** SOURCE TEXT follows **
Daesh-linked terrorists have slaughtered 41 people and abducted others in an attack on a school in western Uganda near the border with the Democratic Republic of Congo, authorities said.
Ugandan authorities have found the bodies of 41 people, including 38 students, after Daesh-affiliated rebels attacked a secondary school near the border with Congo, Uganda’s local mayor declared on Saturday.
The victims included students, a security guard and two members of the local community who were killed outside the school, Mpondwe-Lhubiriha Mayor Selevest Mapoze said, noting that an unknown number of people were also kidnapped by the rebels, who fled across the porous border into Congo after the attack on Friday night.
The co-ed and privately owned school is located in the Ugandan district of Kasese, nearly two kilometers from the Congo border, local officials added.
“Our forces are pursuing the enemy to rescue the abductees and destroy this group,” defense ministry spokesman Felix Kulayigye said in a Twitter post as cited in press reports.
** End of SOURCE TEXT **
## USING THE INFORMATION
a – Answer these questions from the article on the Uganda school attack:
(i) How many bodies did Ugandan authorities find, and how many of them were students?
(ii) In which Ugandan district is the school located?
(iii) Who is the defense ministry spokesman quoted in the article?
b – Extend the article on the Uganda school attack with a few sentences that pick up after its final quote.
The records have nothing to do with the article on the Uganda school attack.
** RECORDS PROVIDED follows **
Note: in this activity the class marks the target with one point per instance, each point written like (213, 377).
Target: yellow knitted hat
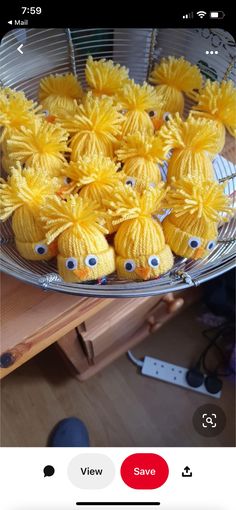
(217, 101)
(59, 91)
(83, 251)
(141, 153)
(104, 77)
(15, 111)
(140, 103)
(95, 127)
(139, 242)
(196, 207)
(96, 177)
(173, 76)
(194, 143)
(22, 195)
(43, 144)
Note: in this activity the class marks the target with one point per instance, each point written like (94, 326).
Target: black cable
(226, 329)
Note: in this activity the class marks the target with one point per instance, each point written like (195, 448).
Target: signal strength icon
(188, 16)
(201, 14)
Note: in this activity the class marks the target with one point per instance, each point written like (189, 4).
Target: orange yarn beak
(81, 273)
(144, 272)
(50, 118)
(65, 189)
(157, 123)
(53, 248)
(198, 253)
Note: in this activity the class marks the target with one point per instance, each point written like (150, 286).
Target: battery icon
(217, 14)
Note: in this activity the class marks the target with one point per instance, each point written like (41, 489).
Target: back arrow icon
(19, 49)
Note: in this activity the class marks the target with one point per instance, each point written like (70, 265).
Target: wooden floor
(119, 406)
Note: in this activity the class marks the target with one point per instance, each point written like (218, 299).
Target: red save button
(144, 471)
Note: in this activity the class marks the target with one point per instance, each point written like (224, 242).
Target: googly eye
(166, 116)
(211, 245)
(67, 180)
(41, 249)
(194, 242)
(152, 113)
(130, 181)
(71, 263)
(129, 265)
(91, 260)
(153, 261)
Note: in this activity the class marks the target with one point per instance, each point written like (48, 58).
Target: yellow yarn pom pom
(83, 251)
(194, 143)
(104, 77)
(96, 177)
(141, 154)
(173, 76)
(42, 144)
(94, 128)
(137, 101)
(59, 91)
(15, 111)
(22, 195)
(139, 242)
(217, 101)
(196, 208)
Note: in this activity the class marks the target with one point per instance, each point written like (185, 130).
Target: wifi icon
(201, 14)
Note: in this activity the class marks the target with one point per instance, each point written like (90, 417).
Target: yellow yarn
(94, 128)
(57, 114)
(173, 76)
(59, 91)
(194, 143)
(104, 77)
(22, 195)
(83, 251)
(217, 101)
(196, 208)
(137, 101)
(15, 111)
(139, 242)
(141, 153)
(42, 144)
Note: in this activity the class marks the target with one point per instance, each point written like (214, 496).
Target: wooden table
(32, 319)
(90, 332)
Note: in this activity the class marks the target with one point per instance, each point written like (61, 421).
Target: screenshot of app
(117, 209)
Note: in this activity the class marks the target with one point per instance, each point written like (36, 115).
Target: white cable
(136, 361)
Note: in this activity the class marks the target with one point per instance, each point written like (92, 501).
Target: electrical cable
(134, 360)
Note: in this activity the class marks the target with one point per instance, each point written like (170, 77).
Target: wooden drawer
(120, 320)
(108, 334)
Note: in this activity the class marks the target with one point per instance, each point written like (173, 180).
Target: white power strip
(173, 374)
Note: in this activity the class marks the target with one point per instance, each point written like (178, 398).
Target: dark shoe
(69, 432)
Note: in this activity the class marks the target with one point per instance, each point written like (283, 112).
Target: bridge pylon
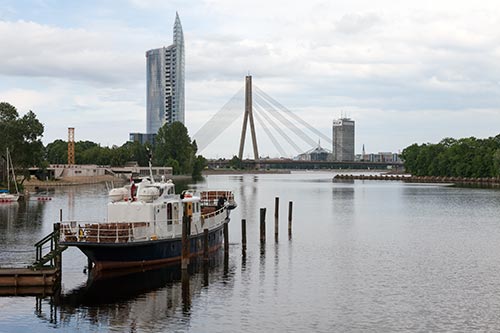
(249, 117)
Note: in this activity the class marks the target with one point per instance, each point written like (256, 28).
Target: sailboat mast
(8, 171)
(14, 175)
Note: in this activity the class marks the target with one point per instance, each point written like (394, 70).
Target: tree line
(23, 136)
(466, 157)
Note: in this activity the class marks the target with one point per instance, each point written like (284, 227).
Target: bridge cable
(293, 115)
(286, 122)
(226, 116)
(264, 114)
(269, 134)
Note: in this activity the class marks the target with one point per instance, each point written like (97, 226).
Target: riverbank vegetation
(466, 157)
(22, 135)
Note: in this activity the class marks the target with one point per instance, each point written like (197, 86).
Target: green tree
(466, 157)
(174, 148)
(199, 165)
(22, 135)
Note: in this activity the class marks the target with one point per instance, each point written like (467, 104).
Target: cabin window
(169, 213)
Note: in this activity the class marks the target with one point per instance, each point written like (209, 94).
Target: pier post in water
(244, 233)
(276, 217)
(262, 225)
(205, 244)
(226, 238)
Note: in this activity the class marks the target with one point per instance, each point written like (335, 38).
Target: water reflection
(21, 223)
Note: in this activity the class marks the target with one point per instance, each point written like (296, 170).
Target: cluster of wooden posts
(186, 225)
(276, 222)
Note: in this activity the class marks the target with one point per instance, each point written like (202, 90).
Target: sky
(406, 71)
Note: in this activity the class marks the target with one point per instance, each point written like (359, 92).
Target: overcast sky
(405, 71)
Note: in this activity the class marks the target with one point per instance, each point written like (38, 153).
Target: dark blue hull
(147, 253)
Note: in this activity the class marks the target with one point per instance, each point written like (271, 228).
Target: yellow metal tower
(71, 145)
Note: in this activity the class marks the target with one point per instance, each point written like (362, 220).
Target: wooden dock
(42, 277)
(27, 281)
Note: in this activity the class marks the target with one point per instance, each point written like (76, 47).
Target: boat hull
(106, 256)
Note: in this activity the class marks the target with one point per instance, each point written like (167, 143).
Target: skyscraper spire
(165, 82)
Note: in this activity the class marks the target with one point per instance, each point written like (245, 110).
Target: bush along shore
(480, 182)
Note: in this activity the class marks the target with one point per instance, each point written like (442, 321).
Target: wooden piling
(276, 217)
(244, 233)
(185, 242)
(262, 225)
(205, 244)
(226, 238)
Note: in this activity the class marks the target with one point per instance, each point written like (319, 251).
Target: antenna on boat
(150, 155)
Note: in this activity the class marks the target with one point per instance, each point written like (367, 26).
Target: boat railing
(118, 232)
(208, 198)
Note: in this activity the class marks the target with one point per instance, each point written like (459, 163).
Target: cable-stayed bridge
(289, 134)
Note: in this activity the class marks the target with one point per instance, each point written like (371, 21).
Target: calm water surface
(364, 256)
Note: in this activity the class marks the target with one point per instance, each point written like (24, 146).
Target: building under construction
(343, 140)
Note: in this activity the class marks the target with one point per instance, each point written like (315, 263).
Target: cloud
(355, 23)
(36, 50)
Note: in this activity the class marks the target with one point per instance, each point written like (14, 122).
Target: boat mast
(150, 165)
(13, 172)
(8, 171)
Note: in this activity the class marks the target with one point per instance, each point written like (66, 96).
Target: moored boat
(5, 195)
(144, 225)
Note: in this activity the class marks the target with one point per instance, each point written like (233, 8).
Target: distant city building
(315, 154)
(142, 138)
(382, 157)
(165, 83)
(343, 140)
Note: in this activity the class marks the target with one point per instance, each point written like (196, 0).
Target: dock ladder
(53, 257)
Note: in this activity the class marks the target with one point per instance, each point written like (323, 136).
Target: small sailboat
(5, 195)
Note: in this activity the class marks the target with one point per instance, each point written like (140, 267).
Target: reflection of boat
(120, 286)
(5, 195)
(144, 225)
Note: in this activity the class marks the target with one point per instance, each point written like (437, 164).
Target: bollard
(276, 217)
(205, 244)
(262, 225)
(185, 242)
(244, 233)
(226, 238)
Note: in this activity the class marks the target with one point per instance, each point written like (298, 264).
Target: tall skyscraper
(343, 140)
(165, 82)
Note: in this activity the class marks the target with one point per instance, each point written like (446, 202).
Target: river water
(378, 256)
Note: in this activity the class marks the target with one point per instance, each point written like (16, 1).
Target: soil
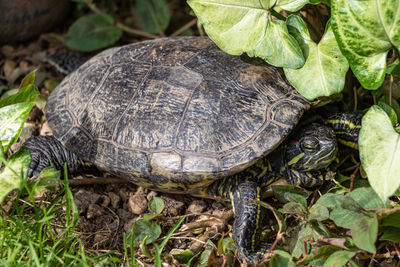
(108, 211)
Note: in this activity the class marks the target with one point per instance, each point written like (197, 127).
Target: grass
(41, 232)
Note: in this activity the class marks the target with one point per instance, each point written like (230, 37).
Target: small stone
(93, 211)
(151, 194)
(84, 198)
(123, 194)
(114, 199)
(100, 238)
(45, 129)
(197, 206)
(106, 201)
(138, 202)
(173, 207)
(128, 224)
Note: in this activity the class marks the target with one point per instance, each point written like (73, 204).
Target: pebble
(173, 207)
(197, 206)
(138, 202)
(114, 199)
(93, 211)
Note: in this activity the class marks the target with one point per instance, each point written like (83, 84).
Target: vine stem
(277, 14)
(390, 90)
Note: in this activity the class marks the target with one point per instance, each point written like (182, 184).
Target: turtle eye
(310, 144)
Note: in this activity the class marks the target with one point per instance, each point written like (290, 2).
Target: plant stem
(277, 15)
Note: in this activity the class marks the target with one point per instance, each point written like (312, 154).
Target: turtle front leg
(48, 151)
(245, 200)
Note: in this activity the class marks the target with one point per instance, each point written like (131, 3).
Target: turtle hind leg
(245, 200)
(48, 151)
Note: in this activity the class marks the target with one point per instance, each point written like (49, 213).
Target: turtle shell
(174, 113)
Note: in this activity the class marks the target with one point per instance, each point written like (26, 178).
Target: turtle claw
(48, 151)
(39, 158)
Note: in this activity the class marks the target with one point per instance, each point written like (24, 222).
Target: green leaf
(14, 172)
(26, 94)
(390, 234)
(153, 15)
(281, 258)
(394, 68)
(12, 119)
(392, 220)
(288, 193)
(318, 255)
(92, 32)
(238, 26)
(182, 256)
(28, 79)
(366, 31)
(145, 228)
(339, 258)
(48, 178)
(365, 232)
(301, 233)
(318, 212)
(324, 72)
(293, 207)
(156, 205)
(293, 5)
(364, 226)
(367, 198)
(389, 111)
(380, 152)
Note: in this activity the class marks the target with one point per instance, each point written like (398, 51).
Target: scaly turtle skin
(181, 116)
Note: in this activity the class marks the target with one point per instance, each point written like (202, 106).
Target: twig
(353, 175)
(89, 181)
(390, 90)
(184, 27)
(200, 28)
(355, 98)
(93, 7)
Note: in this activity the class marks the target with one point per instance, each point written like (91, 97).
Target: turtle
(179, 115)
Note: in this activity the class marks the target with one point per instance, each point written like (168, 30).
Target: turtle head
(311, 148)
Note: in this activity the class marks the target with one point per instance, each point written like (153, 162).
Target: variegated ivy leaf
(239, 26)
(380, 152)
(366, 31)
(15, 171)
(324, 72)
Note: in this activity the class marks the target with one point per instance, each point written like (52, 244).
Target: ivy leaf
(92, 32)
(339, 258)
(15, 171)
(26, 94)
(367, 198)
(28, 79)
(366, 31)
(153, 15)
(238, 26)
(324, 72)
(12, 119)
(380, 152)
(145, 228)
(281, 258)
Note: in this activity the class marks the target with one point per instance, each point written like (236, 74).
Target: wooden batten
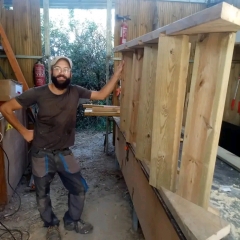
(204, 117)
(125, 90)
(146, 101)
(134, 96)
(219, 18)
(22, 27)
(169, 94)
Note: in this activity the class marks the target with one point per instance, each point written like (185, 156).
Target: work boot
(79, 226)
(53, 233)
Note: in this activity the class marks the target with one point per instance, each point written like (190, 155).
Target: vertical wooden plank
(145, 110)
(134, 87)
(204, 117)
(170, 87)
(11, 57)
(3, 186)
(125, 90)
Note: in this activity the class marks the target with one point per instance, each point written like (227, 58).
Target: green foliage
(85, 44)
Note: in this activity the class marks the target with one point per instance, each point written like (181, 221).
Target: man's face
(61, 74)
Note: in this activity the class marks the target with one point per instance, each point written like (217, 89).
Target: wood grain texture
(125, 90)
(169, 94)
(204, 117)
(3, 186)
(195, 222)
(146, 101)
(22, 27)
(134, 88)
(219, 18)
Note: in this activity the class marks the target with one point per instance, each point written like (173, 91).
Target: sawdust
(227, 202)
(108, 206)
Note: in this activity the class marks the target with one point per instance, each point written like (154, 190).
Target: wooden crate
(153, 96)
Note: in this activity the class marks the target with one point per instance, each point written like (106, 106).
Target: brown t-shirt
(56, 119)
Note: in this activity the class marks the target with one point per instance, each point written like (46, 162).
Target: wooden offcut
(204, 117)
(169, 94)
(131, 124)
(125, 89)
(146, 101)
(195, 222)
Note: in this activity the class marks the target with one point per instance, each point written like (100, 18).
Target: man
(54, 133)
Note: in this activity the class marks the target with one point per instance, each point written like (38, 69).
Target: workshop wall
(22, 27)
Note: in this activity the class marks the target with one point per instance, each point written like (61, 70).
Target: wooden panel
(220, 18)
(12, 60)
(3, 186)
(232, 116)
(204, 116)
(22, 27)
(195, 222)
(145, 111)
(169, 12)
(171, 77)
(134, 86)
(125, 89)
(149, 210)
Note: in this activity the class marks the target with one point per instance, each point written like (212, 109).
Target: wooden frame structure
(151, 113)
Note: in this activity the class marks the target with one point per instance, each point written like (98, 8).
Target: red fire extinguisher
(123, 29)
(39, 74)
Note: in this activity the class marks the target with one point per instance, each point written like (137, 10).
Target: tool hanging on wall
(235, 95)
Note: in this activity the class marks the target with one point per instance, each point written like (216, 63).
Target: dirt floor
(225, 196)
(108, 206)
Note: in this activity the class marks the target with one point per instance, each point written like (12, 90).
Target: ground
(108, 206)
(225, 196)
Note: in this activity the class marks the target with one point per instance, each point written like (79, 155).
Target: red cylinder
(39, 74)
(123, 32)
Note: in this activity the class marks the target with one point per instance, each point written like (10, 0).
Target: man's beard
(61, 85)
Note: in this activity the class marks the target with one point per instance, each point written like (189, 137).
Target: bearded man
(53, 134)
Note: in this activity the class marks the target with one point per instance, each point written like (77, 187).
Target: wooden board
(125, 89)
(146, 101)
(169, 94)
(22, 27)
(12, 60)
(3, 186)
(229, 158)
(204, 116)
(222, 17)
(134, 86)
(89, 112)
(195, 222)
(154, 222)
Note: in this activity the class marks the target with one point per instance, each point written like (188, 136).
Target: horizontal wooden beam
(222, 17)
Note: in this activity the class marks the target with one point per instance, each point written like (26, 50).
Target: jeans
(45, 164)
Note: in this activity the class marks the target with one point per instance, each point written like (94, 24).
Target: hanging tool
(234, 99)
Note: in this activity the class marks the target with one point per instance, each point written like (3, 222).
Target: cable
(6, 230)
(8, 172)
(1, 137)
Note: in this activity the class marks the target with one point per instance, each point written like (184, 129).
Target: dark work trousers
(45, 164)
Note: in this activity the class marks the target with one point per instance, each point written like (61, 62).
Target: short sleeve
(83, 92)
(27, 98)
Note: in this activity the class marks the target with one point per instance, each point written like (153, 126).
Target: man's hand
(28, 135)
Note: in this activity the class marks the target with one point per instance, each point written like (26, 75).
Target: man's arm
(108, 88)
(7, 111)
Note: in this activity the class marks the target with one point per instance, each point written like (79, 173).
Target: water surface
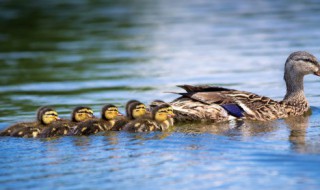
(69, 53)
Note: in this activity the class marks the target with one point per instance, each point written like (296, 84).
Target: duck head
(81, 113)
(298, 65)
(301, 63)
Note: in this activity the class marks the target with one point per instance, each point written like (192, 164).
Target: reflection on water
(69, 53)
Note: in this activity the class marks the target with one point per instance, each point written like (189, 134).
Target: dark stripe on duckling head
(76, 110)
(128, 106)
(135, 105)
(41, 111)
(155, 103)
(233, 109)
(156, 109)
(105, 108)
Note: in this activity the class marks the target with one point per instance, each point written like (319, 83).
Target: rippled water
(68, 53)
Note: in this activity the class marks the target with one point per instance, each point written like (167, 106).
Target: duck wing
(203, 88)
(236, 103)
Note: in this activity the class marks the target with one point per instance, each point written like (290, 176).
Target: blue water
(69, 53)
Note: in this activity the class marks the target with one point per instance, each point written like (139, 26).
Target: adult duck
(216, 104)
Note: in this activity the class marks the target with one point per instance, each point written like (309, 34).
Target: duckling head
(128, 105)
(109, 112)
(155, 103)
(162, 113)
(47, 115)
(81, 113)
(137, 110)
(170, 111)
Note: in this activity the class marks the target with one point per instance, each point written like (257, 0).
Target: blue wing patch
(233, 109)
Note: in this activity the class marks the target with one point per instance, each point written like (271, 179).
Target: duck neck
(295, 90)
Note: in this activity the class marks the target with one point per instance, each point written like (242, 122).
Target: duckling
(134, 110)
(45, 116)
(63, 127)
(108, 114)
(156, 103)
(158, 122)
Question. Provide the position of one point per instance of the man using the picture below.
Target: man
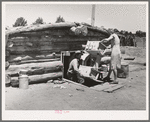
(115, 62)
(73, 71)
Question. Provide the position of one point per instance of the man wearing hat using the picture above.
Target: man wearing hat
(73, 71)
(115, 62)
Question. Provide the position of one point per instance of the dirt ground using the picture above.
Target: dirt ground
(68, 96)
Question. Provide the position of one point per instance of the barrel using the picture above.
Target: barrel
(124, 71)
(23, 80)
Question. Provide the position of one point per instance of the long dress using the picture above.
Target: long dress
(116, 53)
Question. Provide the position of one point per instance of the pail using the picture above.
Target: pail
(23, 80)
(124, 71)
(7, 80)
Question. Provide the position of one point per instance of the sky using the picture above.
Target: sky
(124, 16)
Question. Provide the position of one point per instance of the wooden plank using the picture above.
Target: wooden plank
(111, 89)
(102, 86)
(34, 79)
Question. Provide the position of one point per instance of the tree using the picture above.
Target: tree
(20, 22)
(60, 19)
(38, 21)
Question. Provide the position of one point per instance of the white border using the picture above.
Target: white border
(73, 115)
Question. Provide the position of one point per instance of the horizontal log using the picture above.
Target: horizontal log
(44, 65)
(38, 71)
(35, 79)
(32, 28)
(37, 61)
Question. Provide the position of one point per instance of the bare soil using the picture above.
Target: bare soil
(68, 96)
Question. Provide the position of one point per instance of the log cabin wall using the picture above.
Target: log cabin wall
(47, 41)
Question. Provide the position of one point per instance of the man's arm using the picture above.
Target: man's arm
(108, 39)
(75, 66)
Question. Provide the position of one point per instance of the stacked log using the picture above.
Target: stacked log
(37, 72)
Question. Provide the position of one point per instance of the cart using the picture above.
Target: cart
(92, 49)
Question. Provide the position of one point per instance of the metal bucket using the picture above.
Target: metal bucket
(23, 80)
(124, 71)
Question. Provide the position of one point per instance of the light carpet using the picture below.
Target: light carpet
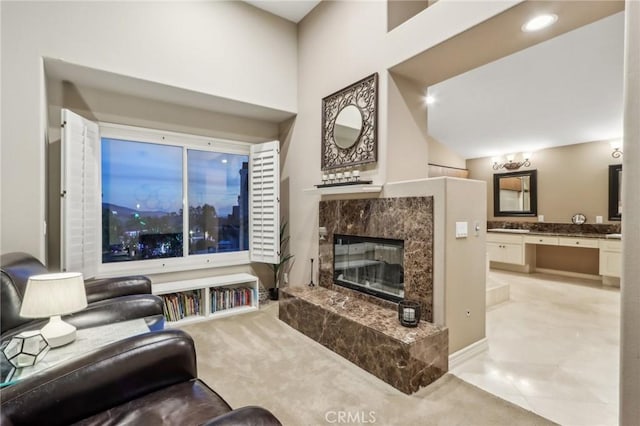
(255, 359)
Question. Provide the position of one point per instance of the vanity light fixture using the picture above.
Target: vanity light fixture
(510, 164)
(539, 22)
(616, 145)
** End of RECORDS PROVIDED **
## RESULTS OF THE TASKS
a –
(i) 41 bodies, 38 of them students.
(ii) Kasese.
(iii) Felix Kulayigye.

b –
Officials did not say how many people were abducted by the assailants, members of the Allied Democratic Forces (ADF) insurgent group that has pledged allegiance to the Daesh (ISIS) terror group.
Joe Walusimbi, an official representing Uganda’s president in Kasese, said that some of the victims “were burnt beyond recognition.”
“A dormitory was set on fire and a food store looted. So far 25 bodies have been recovered from the school and transferred to Bwera Hospital,” police said in a statement, adding that eight others were in critical condition.
The attackers fled to Virunga National Park in Congo, police added.